━━━━━ ИСХОДНЫЙ ТЕКСТ ━━━━━

И тут у меня вырвался, по правде говоря, дурацкий вопрос: «Для кого же этот музей?». В ответ я услышал: «Как для кого? Для себя, для нас, австрийцев, конечно. Чтобы помнили, что здесь происходило».
Покаяние — единственный способ преодолеть кошмары прошлого. И еврейский музей в Айзенштадте напоминает об этом.
С Борисом Леонтьевичем Сучковым, директором Института мировой литературы и членом редколлегии нашего журнала (поэтому мы хорошо знакомы), выходим из ЦДЛ после обсуждения, на котором распоясались те, кто нынче себя без достаточных оснований называет «патриотами». Тогда это было еще в новинку. Погромно-черносотенные речи произносили и некоторые сотрудники возглавляемого им института.
Сучков об этом шабаше говорит иронически, посмеивается.
Мне этот тон кажется неуместным, раздражает меня.
— Выдумаете, они ограничатся одними евреями? Вас потом тоже вздернут — хотя бы за то, что знаете два басурманских языка, писали предисловие к «Иосифу и его братьям», к Гамсуну.
— Не исключаю… Но на том свете мне, наверное, зачтется то, что я пробивал и роман Томаса Манна, и Гамсуна, и Кафку, — отвечает совершенно серьезно Сучков.
Нас тогда отговаривали ехать в Пицунду. Незадолго до этого была там, в Абхазии, какая-то не очень понятная заваруха, отдыхающих вывозили оттуда морем. Но я подумал: у страха глаза велики, наверняка там уже все в полном порядке.
Эти чудесные края мы очень любили, да и запасного варианта у нас не было. Решили: все-таки летим в Пицунду.
Когда ехали на такси из Адлера, бросилось в глаза, что на пляжах вдвое, втрое меньше людей, чем обычно, — это было непривычно и тревожно. В нескольких местах я заметил стоящие недалеко от дороги БМП и танки, которые свидетельствовали, что дело здесь, видимо, принимало крутой оборот. Шофер был хмур, на наши вопросы отвечал не очень охотно. Тревога жила и в глазах многих местных жителей, с которыми мы, курортники, сталкивались.

━━━━━ СВЕДЕНИЯ ━━━━━

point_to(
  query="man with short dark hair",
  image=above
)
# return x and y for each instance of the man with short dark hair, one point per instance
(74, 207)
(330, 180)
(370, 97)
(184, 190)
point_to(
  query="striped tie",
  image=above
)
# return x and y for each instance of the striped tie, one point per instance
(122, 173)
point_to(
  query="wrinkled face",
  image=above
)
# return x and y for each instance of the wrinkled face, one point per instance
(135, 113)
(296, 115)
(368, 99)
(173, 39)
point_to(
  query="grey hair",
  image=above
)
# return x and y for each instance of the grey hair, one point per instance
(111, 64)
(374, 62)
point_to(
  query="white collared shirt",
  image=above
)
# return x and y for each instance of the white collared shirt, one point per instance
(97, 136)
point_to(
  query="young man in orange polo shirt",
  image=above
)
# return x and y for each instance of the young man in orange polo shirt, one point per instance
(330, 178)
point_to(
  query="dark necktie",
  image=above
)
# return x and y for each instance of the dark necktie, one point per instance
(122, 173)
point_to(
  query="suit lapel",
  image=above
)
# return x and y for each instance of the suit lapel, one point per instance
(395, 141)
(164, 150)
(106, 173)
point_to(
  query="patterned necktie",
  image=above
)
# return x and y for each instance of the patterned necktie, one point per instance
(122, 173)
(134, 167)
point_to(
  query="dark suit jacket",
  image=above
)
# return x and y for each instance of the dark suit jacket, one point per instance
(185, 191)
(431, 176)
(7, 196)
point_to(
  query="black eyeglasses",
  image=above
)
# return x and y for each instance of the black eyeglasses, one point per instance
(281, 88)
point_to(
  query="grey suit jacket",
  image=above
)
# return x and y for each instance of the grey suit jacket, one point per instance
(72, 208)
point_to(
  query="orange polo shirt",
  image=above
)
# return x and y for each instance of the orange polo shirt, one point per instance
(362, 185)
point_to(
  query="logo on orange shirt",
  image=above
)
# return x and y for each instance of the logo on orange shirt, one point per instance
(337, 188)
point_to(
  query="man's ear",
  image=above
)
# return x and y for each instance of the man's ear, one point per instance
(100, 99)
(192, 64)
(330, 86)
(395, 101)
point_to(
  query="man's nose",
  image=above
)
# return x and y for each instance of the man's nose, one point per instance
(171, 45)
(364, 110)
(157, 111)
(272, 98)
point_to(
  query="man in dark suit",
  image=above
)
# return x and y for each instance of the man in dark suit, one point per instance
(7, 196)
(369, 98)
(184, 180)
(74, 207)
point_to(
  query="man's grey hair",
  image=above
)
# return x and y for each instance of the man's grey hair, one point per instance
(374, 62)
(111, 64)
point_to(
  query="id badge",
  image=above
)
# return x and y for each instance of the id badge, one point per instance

━━━━━

[ЧТО СДЕЛАТЬ]:
(A) Воспроизведите из исходного текста без единого изменения отрывок от «С Борисом Леонтьевичем» до «совершенно серьезно Сучков.».
(B) Каким институтом руководил Борис Леонтьевич Сучков, согласно исходному тексту?
(C) Выпишите все географические названия, которые встречаются в исходном тексте.

[ОТВЕТЫ К ЗАДАНИЯМ]:
(A)
С Борисом Леонтьевичем Сучковым, директором Института мировой литературы и членом редколлегии нашего журнала (поэтому мы хорошо знакомы), выходим из ЦДЛ после обсуждения, на котором распоясались те, кто нынче себя без достаточных оснований называет «патриотами». Тогда это было еще в новинку. Погромно-черносотенные речи произносили и некоторые сотрудники возглавляемого им института.
Сучков об этом шабаше говорит иронически, посмеивается.
Мне этот тон кажется неуместным, раздражает меня.
— Выдумаете, они ограничатся одними евреями? Вас потом тоже вздернут — хотя бы за то, что знаете два басурманских языка, писали предисловие к «Иосифу и его братьям», к Гамсуну.
— Не исключаю… Но на том свете мне, наверное, зачтется то, что я пробивал и роман Томаса Манна, и Гамсуна, и Кафку, — отвечает совершенно серьезно Сучков.

(B) Институтом мировой литературы.

(C) Айзенштадт, Пицунда, Абхазия, Адлер.